__EXCERPTED TEXT__:
========
That was until today. My dad's lab results came out. Dad was really sick back in February, I'm not going to give out the creepy details, I'm just going to say his recovery isn't going as great as it should. And I'm going to sound like the selfish awful person in the story, but it keeps getting harder and harder for me to be worried for him when his illness keeps fucking with my life. So instead of worried I get angry and pissed.

You see, dad is theorically in charge of picking up my sister from school. Due to his illness, he couldn't do it for a long time, and he just got back to do it last week. During the time he was sick and mom was working, I had to pick her up half of the week. It wouldn't be such a big deal, except that I had a fuckload of schoolwork to put up with, plus pay for the transportation. I wasted a good 2 hours a day picking her up, thus I lost a good part of my day, and a good part of my salary (since mom doesn't give me money, I have to work to pay for my stuff -school stuff, transportation, and whatever extra little thing I want).

Then, when mom quit her job (her boss was a real bitch) she took it on herself to pick my sister everyday, and now Dad was doing it again. I thought I was finally free. But now, with the test results saying he shouldn't be going out so much, I'm supposed to be picking her up AGAIN. And you know? I'm fucking TIRED. I don't shit money to pay that stupid bus. This was my fucking vacation, I wasn't planning on wasting two hours a day picking up the little fucking brat just because mom doesn't think she's ready to take the bus on her own. I did it when I was her age, why can't she? And I feel like a piece of shit because my father is sick and because I don't want to be dealing with this tedious fucking job, I made up excuses so that I would only take up one or two days a week.
========
__Natural-language descriptions of regions__:
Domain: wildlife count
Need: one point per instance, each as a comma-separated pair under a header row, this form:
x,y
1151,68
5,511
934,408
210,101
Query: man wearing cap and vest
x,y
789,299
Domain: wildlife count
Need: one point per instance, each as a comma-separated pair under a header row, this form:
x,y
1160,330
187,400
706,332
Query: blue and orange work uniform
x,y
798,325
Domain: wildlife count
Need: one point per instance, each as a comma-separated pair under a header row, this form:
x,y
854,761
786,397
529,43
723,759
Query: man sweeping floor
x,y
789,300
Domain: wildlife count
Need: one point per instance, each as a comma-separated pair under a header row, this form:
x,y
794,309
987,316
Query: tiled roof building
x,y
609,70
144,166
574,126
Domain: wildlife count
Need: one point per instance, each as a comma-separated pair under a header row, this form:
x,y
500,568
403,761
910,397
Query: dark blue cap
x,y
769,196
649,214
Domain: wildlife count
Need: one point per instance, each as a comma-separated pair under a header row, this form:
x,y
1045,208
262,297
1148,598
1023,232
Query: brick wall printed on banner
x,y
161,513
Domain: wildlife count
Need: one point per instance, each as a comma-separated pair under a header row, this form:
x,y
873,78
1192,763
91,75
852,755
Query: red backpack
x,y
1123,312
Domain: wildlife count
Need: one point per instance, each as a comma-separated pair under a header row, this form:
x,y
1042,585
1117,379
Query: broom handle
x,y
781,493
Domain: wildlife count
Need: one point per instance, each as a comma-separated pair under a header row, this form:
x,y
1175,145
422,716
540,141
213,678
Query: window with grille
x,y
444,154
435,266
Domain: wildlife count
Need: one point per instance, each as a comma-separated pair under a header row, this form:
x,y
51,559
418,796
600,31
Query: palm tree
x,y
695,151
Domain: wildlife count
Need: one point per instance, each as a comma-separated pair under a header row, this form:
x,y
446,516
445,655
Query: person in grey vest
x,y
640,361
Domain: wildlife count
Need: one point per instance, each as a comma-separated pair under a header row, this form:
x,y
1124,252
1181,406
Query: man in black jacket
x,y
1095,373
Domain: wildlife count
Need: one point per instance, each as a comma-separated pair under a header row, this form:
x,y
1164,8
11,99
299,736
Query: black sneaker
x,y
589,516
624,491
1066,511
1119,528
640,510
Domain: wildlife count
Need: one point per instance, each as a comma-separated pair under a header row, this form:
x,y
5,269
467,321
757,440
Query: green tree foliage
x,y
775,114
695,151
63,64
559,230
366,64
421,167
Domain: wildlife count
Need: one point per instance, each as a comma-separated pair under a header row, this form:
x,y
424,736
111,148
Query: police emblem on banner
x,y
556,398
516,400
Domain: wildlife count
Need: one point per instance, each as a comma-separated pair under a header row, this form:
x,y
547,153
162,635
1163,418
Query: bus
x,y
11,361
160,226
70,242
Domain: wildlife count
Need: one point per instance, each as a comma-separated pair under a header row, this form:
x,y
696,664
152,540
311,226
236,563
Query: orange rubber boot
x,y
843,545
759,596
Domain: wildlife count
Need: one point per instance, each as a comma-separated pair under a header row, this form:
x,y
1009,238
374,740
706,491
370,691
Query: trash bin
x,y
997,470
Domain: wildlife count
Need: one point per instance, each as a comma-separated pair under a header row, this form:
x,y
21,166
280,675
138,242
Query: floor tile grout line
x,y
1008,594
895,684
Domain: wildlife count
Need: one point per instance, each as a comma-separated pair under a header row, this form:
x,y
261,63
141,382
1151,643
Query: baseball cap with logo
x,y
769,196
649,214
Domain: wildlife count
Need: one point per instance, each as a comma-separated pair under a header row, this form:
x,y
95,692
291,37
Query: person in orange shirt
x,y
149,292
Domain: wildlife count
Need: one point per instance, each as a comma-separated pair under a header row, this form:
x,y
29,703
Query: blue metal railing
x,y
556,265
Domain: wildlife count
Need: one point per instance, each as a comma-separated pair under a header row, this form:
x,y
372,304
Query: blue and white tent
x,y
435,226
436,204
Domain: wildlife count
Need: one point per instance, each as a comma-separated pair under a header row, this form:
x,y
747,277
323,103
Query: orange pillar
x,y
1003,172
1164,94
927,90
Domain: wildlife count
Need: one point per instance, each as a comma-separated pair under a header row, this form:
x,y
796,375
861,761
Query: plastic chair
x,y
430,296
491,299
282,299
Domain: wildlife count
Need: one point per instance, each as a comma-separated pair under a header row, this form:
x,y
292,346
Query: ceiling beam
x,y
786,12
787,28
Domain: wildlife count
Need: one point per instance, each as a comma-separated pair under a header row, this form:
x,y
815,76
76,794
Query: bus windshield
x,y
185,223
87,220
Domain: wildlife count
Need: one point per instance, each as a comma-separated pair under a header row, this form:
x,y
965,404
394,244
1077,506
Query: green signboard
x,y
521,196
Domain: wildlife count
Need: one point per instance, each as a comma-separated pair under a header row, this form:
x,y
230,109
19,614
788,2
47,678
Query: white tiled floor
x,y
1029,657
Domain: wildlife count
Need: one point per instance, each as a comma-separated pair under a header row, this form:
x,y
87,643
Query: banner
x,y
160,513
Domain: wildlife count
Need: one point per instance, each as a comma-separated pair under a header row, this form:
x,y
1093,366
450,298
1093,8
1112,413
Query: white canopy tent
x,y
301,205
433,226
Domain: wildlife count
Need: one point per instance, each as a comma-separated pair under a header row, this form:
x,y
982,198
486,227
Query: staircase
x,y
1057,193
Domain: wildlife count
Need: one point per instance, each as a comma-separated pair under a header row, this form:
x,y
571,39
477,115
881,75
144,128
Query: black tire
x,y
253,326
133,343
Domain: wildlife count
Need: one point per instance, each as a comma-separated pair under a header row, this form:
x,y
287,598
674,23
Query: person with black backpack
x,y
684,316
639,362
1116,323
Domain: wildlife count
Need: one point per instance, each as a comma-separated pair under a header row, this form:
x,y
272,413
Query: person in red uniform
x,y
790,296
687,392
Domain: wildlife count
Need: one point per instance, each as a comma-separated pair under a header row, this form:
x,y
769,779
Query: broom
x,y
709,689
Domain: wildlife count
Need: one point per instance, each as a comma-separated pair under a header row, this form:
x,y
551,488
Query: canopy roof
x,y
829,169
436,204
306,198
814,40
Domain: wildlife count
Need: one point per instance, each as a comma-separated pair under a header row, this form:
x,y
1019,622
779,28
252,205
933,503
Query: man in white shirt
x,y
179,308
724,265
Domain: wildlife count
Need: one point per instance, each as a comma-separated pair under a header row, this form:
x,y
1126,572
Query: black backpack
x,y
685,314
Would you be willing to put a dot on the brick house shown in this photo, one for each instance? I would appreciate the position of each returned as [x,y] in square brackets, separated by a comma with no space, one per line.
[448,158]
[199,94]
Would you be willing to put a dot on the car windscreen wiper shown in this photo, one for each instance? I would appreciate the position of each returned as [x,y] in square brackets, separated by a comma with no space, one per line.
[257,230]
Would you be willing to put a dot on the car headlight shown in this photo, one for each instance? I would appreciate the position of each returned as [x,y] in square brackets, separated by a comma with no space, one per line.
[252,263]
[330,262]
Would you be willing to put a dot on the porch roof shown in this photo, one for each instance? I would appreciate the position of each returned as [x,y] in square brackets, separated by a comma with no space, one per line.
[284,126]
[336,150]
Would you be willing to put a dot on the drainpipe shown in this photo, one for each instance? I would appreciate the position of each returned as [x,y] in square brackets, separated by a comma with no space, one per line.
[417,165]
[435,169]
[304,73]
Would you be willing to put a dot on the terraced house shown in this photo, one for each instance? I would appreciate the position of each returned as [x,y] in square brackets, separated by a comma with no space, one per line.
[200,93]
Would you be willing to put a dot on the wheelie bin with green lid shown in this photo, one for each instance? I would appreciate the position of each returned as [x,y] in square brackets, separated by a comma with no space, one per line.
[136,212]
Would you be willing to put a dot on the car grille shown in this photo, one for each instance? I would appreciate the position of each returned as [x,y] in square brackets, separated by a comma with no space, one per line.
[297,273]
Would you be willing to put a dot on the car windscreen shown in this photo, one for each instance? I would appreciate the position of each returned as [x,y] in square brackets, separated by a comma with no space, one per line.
========
__REQUIRED TASKS__:
**1.** For each statement, say whether it agrees with the passage about picking up a younger sister from school, answering yes or no and quoting the deciding words of the passage.
(a) The writer picked up the sister half of the week while the father was sick and the mother was working.
(b) The mother gives the writer money for transportation.
(c) The writer agreed to pick up the sister every day.
**2.** Carry on the passage about picking up a younger sister from school, starting after its last sentence.

__YOUR RESPONSES__:
**1.**
(a) Yes: "During the time he was sick and mom was working, I had to pick her up half of the week."
(b) No: "since mom doesn't give me money, I have to work to pay for my stuff"
(c) No: "I made up excuses so that I would only take up one or two days a week."

**2.**
Maybe it sounds like I'm making a big deal on a small thing, maybe I am. But it is a big deal to me. You know, ever since I was in High school (that's three-four years ago) I've always had to pick my sister from school. And deal with her preteen attitude and waste my time, money and energy on that. Because nobody else could do it. I won't say I didn't complain about it, I did and a lot. But mom promised I wouldn't have to do it once I got to college. And still, I've spent half of my second semester crying in anger because I still have to waste my time, and my energy fighting with her after school, as if I didn't have enough worries of my own. And I still have to worry because I don't have enough fucking money to pay for the stupid bus.

And I mean... I worked hard the whole semester to keep my grades up, even with my dad being sick, even with my mom being unemployed, even with eveything horrible that's been happening these six months I managed to pull through the semester because I needed the fucking scholarship, and I got it. And I got it because I wanted money to spend on ME. I hoped to be selfish for once and spend some money on ME, buy things for MYSELF. Instead, I'll have to spend the fucking money repairing the computer because nobody else will care enough to give me money for that, or paying the medicines for my cat because nobody else has the money to do it. And of course, I'll have to spend the money picking up my sister, because the stupid bus is ridiculously expensieve. I have already cancelled my order for the Unmasked book, there's no way I can afford it anymore.

I'm just so fucking pissed off because NOTHING IS FUCKING WORKING FOR ME. Everything I try fails and I'm so tired of it. And I can't cry, or scream or complain, because I'm supposed to be an adult already, I'm supposed to support the family and stop being so selfish and...

Ah fuck, I'm just ranting and rambling over my own misery. I need a shrink. Mom thinks that too, but mom always finds weird shrinks. And it's not like I'd have the time to go to a shrink if I have to pick up my sister. I WANT MY FUCKING VACATION DAMNIT I DESERVE IT

And it's not like we can afford a fucking shrink anyway. So I'll just... whatever.